Set problem: Print the data below line for line, without changing anything.

Material:
^^^^^^^^^^^^^^^^

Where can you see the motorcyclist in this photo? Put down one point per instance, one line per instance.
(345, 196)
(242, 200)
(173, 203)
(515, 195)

^^^^^^^^^^^^^^^^

Output below:
Where can you see the motorcyclist in this photo? Put down one point per instance, one line per instance.
(345, 196)
(242, 200)
(173, 203)
(515, 195)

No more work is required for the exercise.